[Provided data]
========

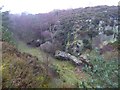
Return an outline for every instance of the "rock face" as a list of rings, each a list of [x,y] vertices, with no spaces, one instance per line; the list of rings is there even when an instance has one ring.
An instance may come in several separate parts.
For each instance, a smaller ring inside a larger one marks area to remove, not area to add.
[[[40,49],[44,52],[54,54],[54,46],[51,42],[47,41],[40,45]]]
[[[81,65],[82,64],[82,61],[79,60],[77,57],[75,57],[75,56],[73,56],[73,55],[71,55],[69,53],[63,52],[63,51],[57,50],[55,52],[55,57],[56,58],[62,58],[64,60],[70,60],[76,65]]]

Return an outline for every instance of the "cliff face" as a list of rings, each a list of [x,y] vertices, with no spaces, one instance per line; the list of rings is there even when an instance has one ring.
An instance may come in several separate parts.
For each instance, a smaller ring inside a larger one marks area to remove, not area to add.
[[[73,55],[80,55],[86,49],[102,48],[107,43],[114,42],[118,34],[117,6],[11,15],[11,20],[13,32],[22,40],[29,42],[31,39],[39,39],[43,43],[50,41],[55,48]]]

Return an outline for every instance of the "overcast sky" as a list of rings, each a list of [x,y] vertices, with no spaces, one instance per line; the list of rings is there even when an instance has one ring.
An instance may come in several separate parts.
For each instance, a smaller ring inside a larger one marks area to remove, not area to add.
[[[69,9],[97,5],[118,5],[119,0],[0,0],[3,10],[11,13],[46,13],[54,9]]]

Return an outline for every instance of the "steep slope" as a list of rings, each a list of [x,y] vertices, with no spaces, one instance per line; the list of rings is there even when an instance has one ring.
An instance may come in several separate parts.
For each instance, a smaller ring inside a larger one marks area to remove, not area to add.
[[[2,46],[3,88],[48,87],[50,78],[37,57],[21,53],[6,42]]]

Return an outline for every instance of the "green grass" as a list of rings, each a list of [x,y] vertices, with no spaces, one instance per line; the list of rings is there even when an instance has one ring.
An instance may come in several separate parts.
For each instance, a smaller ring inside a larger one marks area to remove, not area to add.
[[[29,53],[33,56],[37,56],[38,59],[42,62],[46,61],[46,53],[40,51],[39,48],[33,48],[27,46],[23,42],[18,43],[18,49],[21,52]],[[72,65],[69,61],[57,60],[51,56],[49,56],[49,66],[56,68],[60,75],[60,78],[54,78],[61,83],[57,83],[53,80],[51,83],[51,87],[76,87],[76,83],[80,82],[81,77],[85,77],[85,75],[77,74],[75,72],[76,66]],[[83,73],[82,73],[83,74]],[[59,85],[58,85],[59,84]]]

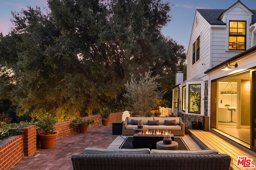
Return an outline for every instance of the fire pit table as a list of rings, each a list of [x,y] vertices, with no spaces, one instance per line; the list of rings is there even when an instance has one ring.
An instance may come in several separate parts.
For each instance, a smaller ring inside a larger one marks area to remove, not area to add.
[[[174,141],[174,136],[171,134],[172,141]],[[139,135],[135,133],[133,135],[132,145],[136,148],[149,148],[150,149],[156,149],[156,143],[162,141],[163,135]]]

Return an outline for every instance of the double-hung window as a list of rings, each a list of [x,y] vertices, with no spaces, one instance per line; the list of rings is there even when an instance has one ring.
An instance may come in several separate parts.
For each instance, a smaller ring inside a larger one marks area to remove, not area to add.
[[[229,21],[229,50],[245,50],[246,25],[245,21]]]
[[[200,59],[200,36],[197,38],[196,41],[193,44],[192,57],[192,64]]]
[[[189,84],[188,112],[200,113],[201,111],[201,84]]]

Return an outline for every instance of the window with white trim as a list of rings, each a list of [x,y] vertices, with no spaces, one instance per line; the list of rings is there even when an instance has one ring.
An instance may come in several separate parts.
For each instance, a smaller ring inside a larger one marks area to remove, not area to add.
[[[200,36],[197,38],[196,41],[193,44],[192,57],[192,64],[200,59]]]
[[[230,21],[229,50],[245,50],[246,25],[246,21]]]

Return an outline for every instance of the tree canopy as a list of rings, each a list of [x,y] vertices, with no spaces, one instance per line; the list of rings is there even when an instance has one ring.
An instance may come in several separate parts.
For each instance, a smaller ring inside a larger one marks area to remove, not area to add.
[[[30,6],[12,12],[12,31],[0,34],[0,99],[20,115],[62,121],[98,113],[122,100],[131,74],[150,68],[170,92],[186,55],[161,32],[171,19],[169,2],[48,2],[46,14]]]

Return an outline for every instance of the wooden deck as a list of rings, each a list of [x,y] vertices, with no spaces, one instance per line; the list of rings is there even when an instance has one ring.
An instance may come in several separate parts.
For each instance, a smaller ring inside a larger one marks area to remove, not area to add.
[[[246,169],[243,168],[241,166],[236,166],[239,156],[247,156],[248,158],[252,159],[252,165],[256,166],[256,153],[246,147],[234,143],[232,143],[219,136],[214,131],[190,129],[189,134],[202,148],[208,147],[216,150],[220,153],[226,153],[230,155],[232,158],[233,168],[234,170],[256,169],[256,167]]]

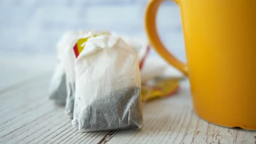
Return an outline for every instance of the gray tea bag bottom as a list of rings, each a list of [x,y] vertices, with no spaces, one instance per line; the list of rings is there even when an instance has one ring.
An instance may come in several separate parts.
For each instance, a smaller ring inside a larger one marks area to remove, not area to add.
[[[95,99],[82,111],[78,121],[81,132],[141,128],[139,87],[119,89]]]
[[[54,71],[50,85],[49,98],[60,105],[66,104],[67,88],[66,86],[66,74],[60,64]]]
[[[65,114],[70,118],[73,118],[75,97],[75,83],[67,83],[67,97],[66,100]]]

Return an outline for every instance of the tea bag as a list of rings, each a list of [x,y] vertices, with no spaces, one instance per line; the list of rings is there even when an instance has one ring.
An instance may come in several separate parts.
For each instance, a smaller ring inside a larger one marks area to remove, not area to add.
[[[57,105],[63,105],[66,104],[67,99],[67,87],[66,86],[66,72],[63,68],[63,63],[62,61],[65,45],[68,42],[71,32],[67,32],[61,38],[56,44],[57,57],[58,63],[53,75],[49,87],[49,97],[50,99],[55,101]]]
[[[75,63],[72,123],[79,131],[141,128],[141,79],[136,53],[122,39],[88,39]]]
[[[94,35],[103,33],[102,32],[91,32],[91,31],[78,31],[70,33],[68,38],[66,39],[65,45],[63,45],[64,51],[63,56],[62,57],[62,61],[63,63],[64,69],[66,76],[67,86],[67,99],[66,103],[65,113],[66,114],[73,117],[74,96],[75,92],[75,56],[73,51],[74,45],[77,40],[84,37],[94,37]]]
[[[60,105],[66,104],[67,88],[66,75],[61,64],[57,66],[53,76],[49,88],[49,98]]]

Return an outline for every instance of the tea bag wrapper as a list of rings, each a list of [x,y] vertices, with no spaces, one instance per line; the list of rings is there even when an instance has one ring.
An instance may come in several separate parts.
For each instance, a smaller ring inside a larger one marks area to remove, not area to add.
[[[72,123],[81,132],[141,128],[141,79],[136,53],[122,39],[88,39],[75,67]]]

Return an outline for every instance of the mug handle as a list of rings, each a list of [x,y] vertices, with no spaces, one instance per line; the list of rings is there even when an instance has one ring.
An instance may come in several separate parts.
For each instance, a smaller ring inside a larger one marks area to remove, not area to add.
[[[173,0],[178,3],[178,0]],[[187,66],[184,63],[177,59],[173,55],[168,51],[162,43],[158,34],[156,27],[156,16],[160,4],[165,0],[150,0],[146,9],[145,28],[151,44],[156,52],[168,63],[179,70],[183,74],[188,76]]]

========

[Task instructions] Lay out every item above as a two-column CSV headed "prompt" and "outline", one row per item with its text and its answer, each in a single quoted field with line breaks replaced by spaces. Omit the pictures.

[Solution for this task]
prompt,outline
"Return an outline for every instance of the ""rock face"" as a list of rings, each a list of [x,y] vertices, with no spaces, one instance per line; the list of rings is there even when an instance has one ring. An instance may come in several separate parts. For each instance, a smaller ring inside a larger one marks area to remove, not area to add.","[[[40,49],[44,52],[54,54],[54,46],[51,42],[47,41],[40,45]]] [[[81,65],[82,64],[82,61],[79,60],[77,57],[75,57],[75,56],[73,56],[73,55],[71,55],[69,53],[63,52],[63,51],[57,50],[55,52],[55,57],[56,58],[62,58],[64,60],[70,60],[76,65]]]"
"Return an outline for every instance of the ""cliff face"" as a list of rings, each a list of [x,y] vertices, with no spaces, one instance per line; the list of rings is there even when an instance has one ring. An instance may come in several separate parts. For each instance, a smaller ring inside a larger one marks area to remove, not area to add.","[[[73,55],[80,55],[86,49],[102,48],[107,43],[114,42],[118,34],[117,6],[11,15],[11,20],[13,32],[22,40],[29,42],[31,39],[39,39],[43,43],[50,41],[55,48]]]"
"Return an outline for every instance of the ""overcast sky"" as a list of rings, each a list of [x,y] vertices, with no spaces, one instance per line; the list of rings is there even when an instance has one ring. An instance may come in several separate parts. For each instance, a smaller ring inside a larger one marks area to remove, not area to add.","[[[69,9],[97,5],[118,5],[119,0],[0,0],[3,10],[11,13],[46,13],[54,9]]]"
"Return an outline for every instance of the ""steep slope"" as a list of rings, each a list of [x,y] vertices, with no spaces, one instance per line; the list of rings is there even when an instance has one ring. An instance may come in several separate parts. For each instance, a smaller ring inside a larger one marks area to remove, not area to add.","[[[2,46],[3,88],[48,87],[50,78],[37,57],[21,53],[6,42]]]"
"Return an outline for every instance of the ""green grass"" as a list of rings, each a list of [x,y] vertices, with no spaces, one instance per line; the list of rings is there even when an instance has one ring. An instance may come in several separate parts. For each instance, a smaller ring inside a larger one marks area to remove, not area to add.","[[[29,53],[33,56],[37,56],[38,59],[42,62],[46,61],[46,53],[40,51],[39,48],[33,48],[27,46],[23,42],[18,43],[18,49],[21,52]],[[72,65],[69,61],[57,60],[51,56],[49,56],[49,66],[56,68],[60,75],[60,78],[54,78],[61,83],[57,83],[53,80],[51,83],[51,87],[76,87],[76,83],[80,82],[81,77],[85,77],[85,75],[77,74],[75,72],[76,66]],[[83,73],[82,73],[83,74]],[[59,85],[58,85],[59,84]]]"
"Return an outline for every instance of the fire pit table as a list of rings, each a list of [x,y] vertices, with no spaces, one instance per line; the list of rings is there even when an instance has one ring. An instance may come in several separate parts. For each instance, a smaller ring inside a larger one marks area to remove, not area to add.","[[[174,141],[174,136],[171,134],[172,141]],[[139,135],[135,133],[133,135],[132,145],[136,148],[149,148],[150,149],[156,149],[156,143],[162,141],[163,135]]]"
"Return an outline for every instance of the double-hung window as a list of rings, each a list of [x,y] vertices, with no spaces, one instance per line; the list of rings is there even when an instance has one ring. An instance may come in several separate parts. For each instance, a smaller ring inside a larger one marks area to remove, not area to add.","[[[229,21],[229,50],[245,50],[246,25],[245,21]]] [[[200,59],[200,36],[197,38],[196,41],[193,44],[192,57],[192,64]]] [[[189,84],[188,112],[200,113],[201,111],[201,84]]]"
"Return an outline for every instance of the window with white trim as a list of rings, each a list of [x,y] vertices, with no spaces, one instance per line; the list of rings is there even when an instance has one ring. An instance may come in several separate parts. For each instance, a smaller ring inside a larger one marks area to remove, not area to add.","[[[200,36],[197,38],[196,41],[193,44],[192,57],[192,64],[200,59]]] [[[230,21],[229,50],[245,50],[246,25],[246,21]]]"
"Return an outline for every instance of the tree canopy as a list of rings, each a list of [x,y] vertices, with no spaces, one instance per line; the list of rings is there even when an instance has one ring. An instance may come in several separate parts. For each instance, a smaller ring inside a larger one marks area to remove, not area to add.","[[[30,6],[12,12],[12,31],[0,34],[0,99],[20,115],[62,121],[98,113],[122,100],[131,74],[150,68],[170,92],[186,55],[161,32],[171,19],[169,2],[48,2],[46,14]]]"
"Return an outline for every instance of the wooden deck as a list of rings, each a list of [x,y] vertices, with no spaces, one instance per line; the list of rings is there even when an instance has one ring. An instance may come in several separate parts. For each instance, a smaller ring inside a larger one marks area to remove, not area to add.","[[[246,169],[243,168],[241,166],[236,166],[239,156],[247,156],[248,158],[252,159],[252,165],[256,166],[256,153],[246,147],[234,143],[232,143],[219,136],[214,131],[190,129],[189,134],[202,148],[208,147],[216,150],[220,153],[226,153],[230,155],[232,158],[233,168],[234,170],[256,169],[256,167]]]"
"Return an outline for every instance of the gray tea bag bottom as a list of rings, each a list of [x,y] vertices, with no spaces, one instance per line; the list of rings is there even when an instance has one ring. An instance may come in several separate parts. For each instance, a smaller ring inside a larger one marks area to remove, not area to add.","[[[95,99],[82,111],[78,121],[81,132],[141,128],[139,87],[119,89]]] [[[54,71],[50,85],[49,98],[60,105],[66,104],[67,88],[66,86],[66,74],[60,64]]] [[[65,114],[70,118],[73,118],[75,97],[75,83],[67,83],[67,97],[66,100]]]"
"Return an outline for every instance of the tea bag as a list of rings, each a list of [x,y] vertices, with no spaces, one instance per line; the list of rings is there even when an instance has one ring. An instance may come in several separate parts. For each instance, a smaller ring inside a larger one marks area to remove, not area to add.","[[[57,105],[63,105],[66,104],[67,99],[67,87],[66,86],[66,72],[63,68],[63,63],[62,61],[65,45],[68,42],[71,32],[67,32],[61,38],[56,44],[57,57],[58,63],[53,75],[49,87],[49,97],[50,99],[55,101]]] [[[75,63],[72,123],[79,131],[141,128],[141,79],[136,53],[122,39],[88,39]]] [[[94,35],[103,33],[102,32],[91,32],[91,31],[78,31],[70,33],[68,38],[66,39],[65,45],[63,45],[64,51],[63,56],[62,57],[62,61],[63,63],[64,69],[66,76],[67,86],[67,99],[66,103],[65,113],[66,114],[73,117],[74,96],[75,92],[75,56],[73,51],[74,45],[77,40],[84,37],[94,37]]] [[[60,105],[66,104],[67,88],[66,75],[61,64],[57,66],[53,76],[49,88],[49,98]]]"
"Return an outline for every instance of the tea bag wrapper as a list of rings, each a list of [x,y] vertices, with no spaces, one instance per line; the list of rings is there even when an instance has one ring. An instance may come in several separate parts. For each instance, a smaller ring inside a larger one marks area to remove, not area to add.","[[[72,123],[81,132],[141,128],[141,79],[136,53],[122,39],[88,39],[75,67]]]"
"Return an outline for every instance of the mug handle as a list of rings, each a list of [x,y] vertices, with no spaces, one instance per line; the list of rings is there even when an instance has one ring. An instance may come in several separate parts. For each instance, a smaller ring inside a larger one marks area to remove, not area to add.","[[[173,0],[178,3],[178,0]],[[187,66],[184,63],[177,59],[173,55],[168,51],[162,43],[158,34],[156,27],[156,16],[160,4],[165,0],[150,0],[146,9],[145,28],[151,44],[156,52],[168,63],[179,70],[183,74],[188,76]]]"